*The problem*
Find the lines below that contain the string "roof", count them, and give only the number.

*** Data ***

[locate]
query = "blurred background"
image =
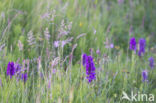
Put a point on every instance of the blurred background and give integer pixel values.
(98, 23)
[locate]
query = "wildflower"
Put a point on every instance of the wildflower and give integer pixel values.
(84, 57)
(31, 39)
(144, 76)
(24, 77)
(20, 45)
(90, 69)
(142, 44)
(47, 34)
(98, 51)
(11, 69)
(151, 62)
(111, 45)
(0, 82)
(120, 2)
(132, 44)
(80, 24)
(56, 44)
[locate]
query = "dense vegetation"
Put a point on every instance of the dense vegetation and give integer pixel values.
(44, 45)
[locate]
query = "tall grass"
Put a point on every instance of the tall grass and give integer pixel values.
(30, 28)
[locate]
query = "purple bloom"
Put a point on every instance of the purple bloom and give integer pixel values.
(142, 45)
(144, 76)
(24, 77)
(0, 82)
(11, 69)
(151, 62)
(84, 57)
(111, 45)
(56, 44)
(132, 44)
(90, 69)
(98, 51)
(120, 1)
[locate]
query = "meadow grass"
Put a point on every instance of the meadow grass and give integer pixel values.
(48, 37)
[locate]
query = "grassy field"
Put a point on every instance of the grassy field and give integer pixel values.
(77, 51)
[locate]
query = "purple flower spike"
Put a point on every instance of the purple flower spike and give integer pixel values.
(24, 77)
(98, 52)
(144, 75)
(142, 45)
(90, 69)
(11, 69)
(132, 44)
(151, 62)
(84, 57)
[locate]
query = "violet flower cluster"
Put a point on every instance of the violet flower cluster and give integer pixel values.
(90, 67)
(132, 44)
(15, 69)
(142, 45)
(151, 62)
(144, 76)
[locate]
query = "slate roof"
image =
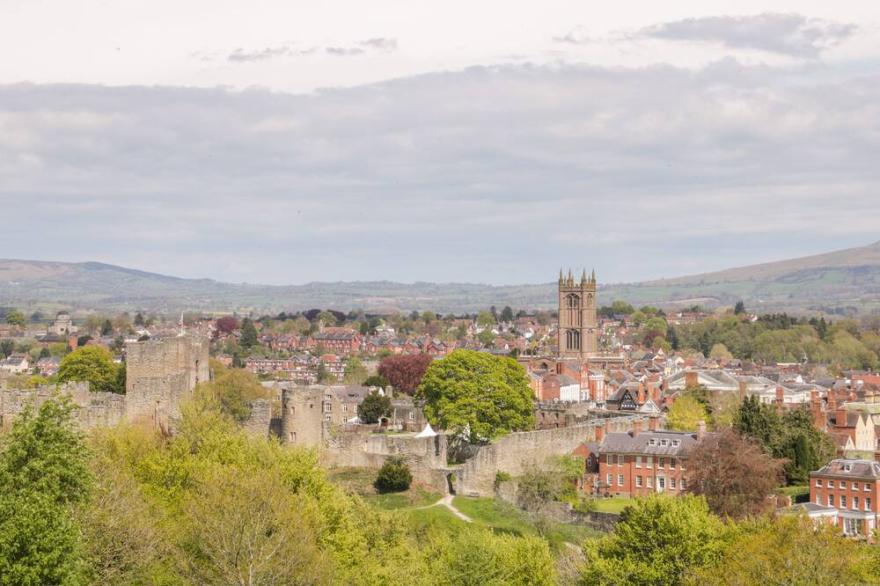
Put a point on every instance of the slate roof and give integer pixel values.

*** End of Data ***

*Response for this exercise*
2